## START Source data

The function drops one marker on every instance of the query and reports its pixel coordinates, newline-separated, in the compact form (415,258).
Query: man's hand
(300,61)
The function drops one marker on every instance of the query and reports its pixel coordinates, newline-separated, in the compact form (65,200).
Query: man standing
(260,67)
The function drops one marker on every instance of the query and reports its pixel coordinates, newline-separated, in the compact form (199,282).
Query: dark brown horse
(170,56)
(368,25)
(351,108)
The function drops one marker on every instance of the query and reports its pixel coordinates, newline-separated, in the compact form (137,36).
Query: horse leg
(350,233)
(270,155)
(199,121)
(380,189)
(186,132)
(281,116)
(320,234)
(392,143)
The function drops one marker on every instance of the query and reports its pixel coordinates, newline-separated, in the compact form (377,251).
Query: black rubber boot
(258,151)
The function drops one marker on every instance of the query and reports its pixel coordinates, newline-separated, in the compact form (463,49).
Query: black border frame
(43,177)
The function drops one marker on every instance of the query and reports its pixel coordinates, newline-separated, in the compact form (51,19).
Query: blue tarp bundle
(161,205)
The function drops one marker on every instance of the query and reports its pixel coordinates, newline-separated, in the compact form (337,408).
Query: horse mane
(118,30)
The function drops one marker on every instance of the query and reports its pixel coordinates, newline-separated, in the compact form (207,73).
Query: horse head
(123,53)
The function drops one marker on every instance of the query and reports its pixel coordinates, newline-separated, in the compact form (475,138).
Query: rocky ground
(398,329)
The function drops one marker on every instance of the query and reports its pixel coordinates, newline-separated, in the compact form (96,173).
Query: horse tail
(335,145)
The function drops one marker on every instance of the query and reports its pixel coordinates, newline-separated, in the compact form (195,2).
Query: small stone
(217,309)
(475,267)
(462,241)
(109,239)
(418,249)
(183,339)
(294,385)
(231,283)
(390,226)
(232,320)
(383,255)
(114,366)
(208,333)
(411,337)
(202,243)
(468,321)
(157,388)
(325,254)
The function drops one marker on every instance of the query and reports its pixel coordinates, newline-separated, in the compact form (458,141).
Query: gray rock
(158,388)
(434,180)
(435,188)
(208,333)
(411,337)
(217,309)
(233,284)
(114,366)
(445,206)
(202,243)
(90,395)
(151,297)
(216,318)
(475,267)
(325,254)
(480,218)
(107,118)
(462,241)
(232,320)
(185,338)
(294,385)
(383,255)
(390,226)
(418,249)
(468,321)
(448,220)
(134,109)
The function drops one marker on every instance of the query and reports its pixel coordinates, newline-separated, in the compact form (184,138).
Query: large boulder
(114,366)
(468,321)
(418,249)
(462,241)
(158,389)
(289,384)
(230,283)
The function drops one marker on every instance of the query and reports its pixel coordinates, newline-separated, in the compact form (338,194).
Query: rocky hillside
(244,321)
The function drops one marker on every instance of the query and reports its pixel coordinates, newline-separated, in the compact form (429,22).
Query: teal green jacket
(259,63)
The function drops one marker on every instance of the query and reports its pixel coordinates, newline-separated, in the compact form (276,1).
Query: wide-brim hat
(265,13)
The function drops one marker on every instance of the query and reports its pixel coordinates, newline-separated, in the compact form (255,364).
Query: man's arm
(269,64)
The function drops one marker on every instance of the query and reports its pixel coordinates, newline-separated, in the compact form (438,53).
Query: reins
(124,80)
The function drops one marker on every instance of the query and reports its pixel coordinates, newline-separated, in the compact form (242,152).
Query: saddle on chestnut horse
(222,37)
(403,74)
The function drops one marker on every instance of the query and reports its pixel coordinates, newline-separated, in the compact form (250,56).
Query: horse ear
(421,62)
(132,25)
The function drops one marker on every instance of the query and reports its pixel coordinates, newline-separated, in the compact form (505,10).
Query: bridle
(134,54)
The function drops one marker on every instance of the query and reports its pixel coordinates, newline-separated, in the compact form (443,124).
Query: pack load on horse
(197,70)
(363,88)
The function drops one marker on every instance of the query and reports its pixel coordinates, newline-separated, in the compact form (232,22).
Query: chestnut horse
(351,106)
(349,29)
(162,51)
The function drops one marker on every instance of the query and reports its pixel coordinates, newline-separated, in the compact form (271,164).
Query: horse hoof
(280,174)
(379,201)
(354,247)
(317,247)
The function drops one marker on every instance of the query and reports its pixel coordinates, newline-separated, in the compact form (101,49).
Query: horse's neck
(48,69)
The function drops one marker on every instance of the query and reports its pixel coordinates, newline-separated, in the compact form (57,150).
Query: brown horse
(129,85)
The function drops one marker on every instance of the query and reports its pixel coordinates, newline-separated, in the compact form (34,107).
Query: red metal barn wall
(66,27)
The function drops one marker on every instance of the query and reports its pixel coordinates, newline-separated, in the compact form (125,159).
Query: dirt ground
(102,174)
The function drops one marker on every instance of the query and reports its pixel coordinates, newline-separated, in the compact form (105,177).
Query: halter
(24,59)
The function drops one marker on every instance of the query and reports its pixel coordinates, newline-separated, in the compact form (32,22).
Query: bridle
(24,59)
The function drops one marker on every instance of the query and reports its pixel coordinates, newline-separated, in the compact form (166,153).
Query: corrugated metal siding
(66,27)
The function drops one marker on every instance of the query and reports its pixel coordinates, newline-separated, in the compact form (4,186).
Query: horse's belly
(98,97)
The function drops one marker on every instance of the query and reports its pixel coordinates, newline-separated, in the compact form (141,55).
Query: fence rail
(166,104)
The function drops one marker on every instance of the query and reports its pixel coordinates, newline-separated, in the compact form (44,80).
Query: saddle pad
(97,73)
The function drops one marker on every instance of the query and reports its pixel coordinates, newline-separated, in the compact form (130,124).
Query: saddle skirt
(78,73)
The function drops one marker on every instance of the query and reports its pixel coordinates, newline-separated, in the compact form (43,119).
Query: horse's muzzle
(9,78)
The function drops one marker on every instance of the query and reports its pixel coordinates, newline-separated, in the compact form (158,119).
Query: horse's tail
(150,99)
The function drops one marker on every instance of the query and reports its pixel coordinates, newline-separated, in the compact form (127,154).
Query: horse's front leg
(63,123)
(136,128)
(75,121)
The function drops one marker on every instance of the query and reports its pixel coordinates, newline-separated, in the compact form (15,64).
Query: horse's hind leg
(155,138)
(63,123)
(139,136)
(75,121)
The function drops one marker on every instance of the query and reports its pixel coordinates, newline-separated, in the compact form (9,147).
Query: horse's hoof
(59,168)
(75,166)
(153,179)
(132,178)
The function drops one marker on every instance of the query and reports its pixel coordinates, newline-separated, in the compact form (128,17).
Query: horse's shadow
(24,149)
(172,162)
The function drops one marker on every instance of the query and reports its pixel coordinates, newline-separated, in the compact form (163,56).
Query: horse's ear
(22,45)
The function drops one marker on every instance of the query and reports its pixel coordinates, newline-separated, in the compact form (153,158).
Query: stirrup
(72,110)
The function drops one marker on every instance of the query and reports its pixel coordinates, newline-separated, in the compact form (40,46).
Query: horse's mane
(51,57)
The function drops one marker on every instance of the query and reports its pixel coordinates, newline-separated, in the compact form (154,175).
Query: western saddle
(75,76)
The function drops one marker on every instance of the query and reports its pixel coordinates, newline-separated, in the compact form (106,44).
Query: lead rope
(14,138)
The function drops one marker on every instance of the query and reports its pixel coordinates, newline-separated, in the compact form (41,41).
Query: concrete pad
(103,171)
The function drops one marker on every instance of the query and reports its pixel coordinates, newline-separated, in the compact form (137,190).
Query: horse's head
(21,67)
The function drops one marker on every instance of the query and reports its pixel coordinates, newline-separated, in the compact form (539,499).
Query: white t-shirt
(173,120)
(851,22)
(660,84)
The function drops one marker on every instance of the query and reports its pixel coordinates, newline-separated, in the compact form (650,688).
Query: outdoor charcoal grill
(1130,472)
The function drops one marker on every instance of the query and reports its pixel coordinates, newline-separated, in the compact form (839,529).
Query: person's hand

## END Source data

**What is asked**
Print all of the data exactly as it was given.

**Solution to the exercise**
The function drops one marker on every instance of the query and reports its pixel coordinates, newline-separated, in the compact form (415,258).
Query: man's hand
(300,61)
The function drops one marker on every instance of the query and reports its pixel coordinates, newline-separated, in the compact form (65,200).
Query: man standing
(260,67)
The function drops one marker on every instance of the query and reports its pixel coordinates, newline-separated, in the compact form (199,282).
Query: dark brown horse
(170,56)
(368,25)
(351,108)
The function drops one marker on every instance of the query and reports its pixel coordinates, newline-separated, in the compact form (137,36).
Query: horse leg
(350,233)
(270,155)
(199,121)
(380,189)
(186,132)
(281,116)
(320,234)
(392,143)
The function drops one marker on every instance of the query and reports its pixel coordinates, newline-separated, in the compact form (377,251).
Query: black rubber boot
(258,151)
The function drops one marker on every instance of the query and reports its pixel coordinates, newline-separated, in the compact form (463,49).
Query: black border frame
(43,177)
The function drops one marker on every instance of the query and reports its pixel coordinates, newline-separated, in the compact form (51,19).
Query: blue tarp bundle
(161,205)
The function drops one marker on every instance of the query and reports its pixel coordinates, newline-separated, in the compact form (337,408).
Query: horse mane
(118,30)
The function drops one marker on every instance of the query and reports its pixel coordinates, newline-separated, in the compact form (207,73).
Query: horse head
(123,53)
The function drops one marker on every instance of the query and reports its pixel coordinates, newline-separated, in the compact form (475,138).
Query: rocky ground
(398,329)
The function drops one marker on every instance of the query and reports its pixel coordinates, newline-separated, in the compact form (96,173).
Query: horse tail
(335,145)
The function drops one marker on every instance of the query and reports its pixel coordinates, newline-separated, in the compact form (195,2).
Query: small stone
(217,309)
(475,267)
(462,241)
(109,239)
(418,249)
(183,339)
(294,385)
(231,283)
(390,226)
(232,320)
(383,255)
(114,366)
(208,333)
(411,337)
(202,243)
(468,321)
(157,388)
(325,254)
The function drops one marker on every instance of the query and reports its pixel coordinates, newline-separated, in the compact form (458,141).
Query: gray rock
(158,388)
(434,180)
(435,188)
(208,333)
(411,337)
(217,309)
(233,284)
(114,366)
(445,206)
(202,243)
(90,395)
(151,297)
(216,318)
(475,267)
(325,254)
(480,218)
(107,118)
(462,241)
(232,320)
(185,338)
(294,385)
(383,255)
(390,226)
(418,249)
(468,321)
(448,220)
(134,109)
The function drops one marker on every instance of the query and reports its pixel coordinates, newline-separated, in the compact form (184,138).
Query: large boulder
(114,366)
(468,321)
(418,249)
(462,241)
(158,389)
(289,384)
(230,283)
The function drops one marker on every instance of the query and reports its pixel coordinates, newline-separated, in the compact form (338,194).
Query: rocky hillside
(244,321)
The function drops one marker on every instance of the query and reports its pixel coordinates, newline-separated, in the compact form (429,22).
Query: teal green jacket
(259,63)
The function drops one marker on every instance of the query and reports its pixel coordinates, newline-separated, in the compact form (276,1).
Query: wide-brim hat
(265,13)
The function drops one marker on every instance of the query and reports its pixel coordinates, newline-separated, in the compact form (255,364).
Query: man's arm
(269,64)
The function drops one marker on every instance of the query and reports its pixel coordinates, newline-separated, in the compact form (438,53).
Query: reins
(124,80)
The function drops one marker on every instance of the query and reports its pixel coordinates, newline-separated, in the compact form (242,152).
Query: saddle on chestnut horse
(222,37)
(403,74)
The function drops one marker on every instance of the query and reports its pixel coordinates, newline-separated, in the compact form (250,56).
Query: horse ear
(421,62)
(132,25)
The function drops one marker on every instance of the query and reports its pixel coordinates, newline-separated, in the compact form (505,10).
Query: bridle
(134,54)
The function drops one marker on every instance of the query and reports its pixel coordinates, newline-separated, in the compact form (443,124).
Query: pack load on horse
(197,70)
(363,88)
The function drops one marker on every instance of the query and reports its pixel coordinates, newline-separated, in the compact form (232,22).
Query: chestnut horse
(351,106)
(349,29)
(162,51)
The function drops one marker on every instance of the query and reports its pixel coordinates, newline-separated, in the compact form (271,164).
Query: horse hoof
(280,174)
(379,201)
(354,247)
(317,247)
The function drops one marker on every instance of the query and reports its pixel coordinates, newline-separated, in the compact form (101,49).
Query: horse's neck
(48,69)
The function drops one marker on every instance of the query and reports its pixel coordinates, newline-separated, in the compact form (57,150).
Query: brown horse
(129,85)
The function drops one marker on every instance of the query and reports its pixel coordinates, newline-separated, in the compact form (34,107).
Query: red metal barn wall
(66,27)
The function drops one marker on every instance of the query and reports its pixel coordinates, newline-separated, in the compact form (125,159).
Query: dirt ground
(102,174)
The function drops one marker on every instance of the query and reports its pixel coordinates, newline-separated, in the compact form (105,177).
Query: halter
(24,59)
The function drops one marker on every instance of the query and reports its pixel coordinates, newline-separated, in the compact form (32,22).
Query: bridle
(24,59)
The function drops one marker on every instance of the query and reports its pixel coordinates, newline-separated, in the compact form (166,153).
Query: corrugated metal siding
(66,27)
The function drops one marker on every instance of the query and reports its pixel coordinates, newline-separated, in the compact form (4,186).
Query: horse's belly
(98,97)
The function drops one marker on every instance of the query and reports its pixel coordinates, newline-separated, in the compact form (141,55).
Query: fence rail
(166,104)
The function drops one marker on every instance of the query and reports its pixel coordinates, newline-separated, in the compact form (44,80).
Query: saddle pad
(97,73)
The function drops one marker on every instance of the query and reports its pixel coordinates, newline-separated, in the compact form (130,124).
Query: saddle skirt
(78,73)
The function drops one marker on every instance of the query and reports its pixel coordinates, newline-separated, in the compact form (43,119).
Query: horse's muzzle
(9,78)
The function drops one marker on every instance of the query and reports its pixel coordinates, newline-separated, in the compact form (158,119).
Query: horse's tail
(150,99)
The function drops one marker on every instance of the query and reports its pixel coordinates, newline-separated, in the compact form (127,154).
Query: horse's front leg
(63,123)
(136,128)
(75,121)
The function drops one marker on every instance of the query and reports its pixel coordinates, newline-separated, in the compact form (15,64).
Query: horse's hind leg
(155,138)
(63,123)
(139,136)
(75,121)
The function drops one marker on every instance of the query and reports its pixel coordinates, newline-separated, in the compact form (9,147).
Query: horse's hoof
(59,168)
(75,166)
(153,179)
(132,178)
The function drops one marker on every instance of the query and reports its pixel coordinates, newline-separated, in the compact form (128,17).
Query: horse's shadow
(24,149)
(172,162)
The function drops one marker on every instance of the query and reports its pixel coordinates, newline-separated, in the compact form (163,56).
Query: horse's ear
(22,45)
The function drops one marker on every instance of the query and reports its pixel coordinates, newline-separated, in the compact form (153,158).
Query: stirrup
(72,110)
The function drops one marker on every instance of the query and reports its pixel coordinates, newline-separated, in the compact form (40,46).
Query: horse's mane
(51,57)
The function drops one marker on every instance of the query and reports its pixel coordinates, newline-separated, in the compact form (154,175).
Query: western saddle
(75,76)
The function drops one marker on every instance of the query and reports its pixel coordinates, newline-separated, in the compact form (106,44).
Query: lead rope
(14,138)
The function drops one marker on every instance of the query and reports its pixel coordinates, newline-separated, in the compact form (41,41).
Query: concrete pad
(103,171)
The function drops one marker on every instance of the query and reports its pixel coordinates, newline-separated, in the compact form (137,190).
Query: horse's head
(21,67)
The function drops one marker on every instance of the query and reports its pixel coordinates, newline-separated, in the compact form (539,499).
Query: white t-shirt
(173,120)
(851,22)
(660,84)
The function drops one marker on every instance of the query and reports its pixel coordinates, newline-separated, in the compact form (650,688).
Query: outdoor charcoal grill
(1130,472)
The function drops one marker on every instance of the query and reports its pixel coordinates, newline-separated, in the compact form (839,529).
Query: person's hand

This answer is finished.